__Text section__:
Dr. Derek Lowe, from In the Pipeline, writes about another disappointing failure to treat Alzheimer's Disease:
Merck announced last night that the first Phase III trial of their beta-secretase (BACE) inhibitor verubecestat was stopped because of futility. The monitoring committee, after looking over the data so far (the trial's been running since 2012) concluded that there was no real chance of seeing efficacy.
[...] The list of Alzheimer's clinical failures is impressive, but the list of failures to clinically validate the amyloid hypothesis is even more so.

__Your tasks__:
A - In the Alzheimer's text, recast the paragraph that begins "Merck announced last night" as a brief list that keeps its main facts.
B - Continue the Alzheimer's text, picking up after its last sentence.

__Data provided__:
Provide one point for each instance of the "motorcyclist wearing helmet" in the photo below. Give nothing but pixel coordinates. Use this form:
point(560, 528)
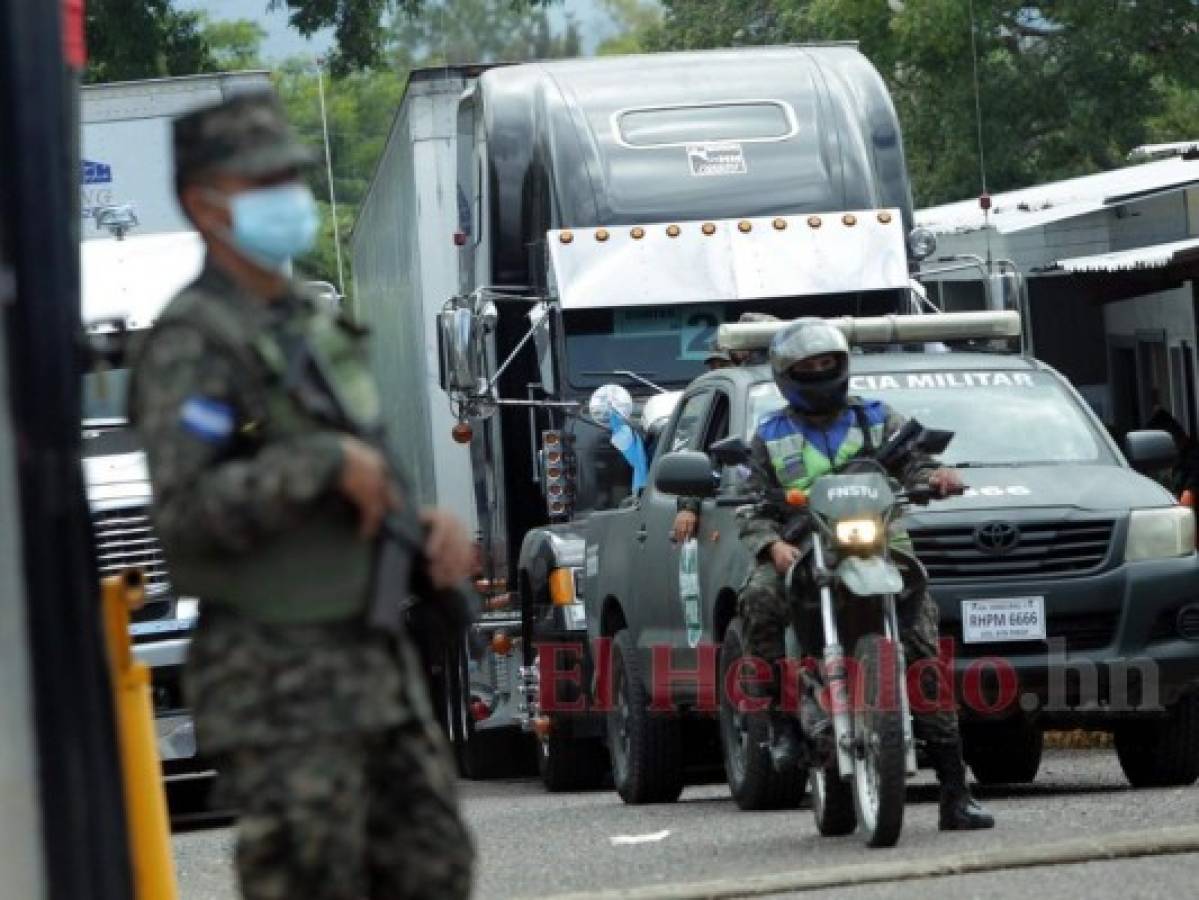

__Expected responses__:
A -
- Merck announced last night that the first Phase III trial of its beta-secretase (BACE) inhibitor verubecestat was stopped for futility.
- The trial had been running since 2012.
- The monitoring committee reviewed the data so far and concluded there was no real chance of seeing efficacy.

B -
[...] Beta-secretase inhibitors have failed in the clinic. Gamma-secretase inhibitors have failed in the clinic. Anti-amyloid antibodies have failed in the clinic. Everything has failed in the clinic. You can make excuses and find reasons – wrong patients, wrong compound, wrong pharmacokinetics, wrong dose, but after a while, you wonder if perhaps there might not be something a bit off with our understanding of the disease. Remember, every time one of these therapies comes around, it builds on the failures before it. Better and better attempts are made – I mean, verubecestat seems to be a pretty good compound, from the preclinical drug discovery perspective. It's surely the best swing anyone's taken at beta-secretase (and there have been many). But it just flat out did not work.
The good news about this study is that it adds to the evidence that the amyloid hypothesis of Alzheimer's Disease is a blind alley and that the presence of amyloid plaques is simply correlative and not causative. As more data comes in from the study, I hope that the evidence will be conclusive enough that more effort will be spent on pursuing other therapeutic targets.
See also: https://en.wikipedia.org/wiki/Alzheimer's_disease#Amyloid_hypothesis
(Score: 0) by Anonymous Coward on Thursday February 16 2017, @04:56PM
Prions also form amyloids and their formation directly induces disease. How is it obvious that the amyloids in Alzheimer's are benign?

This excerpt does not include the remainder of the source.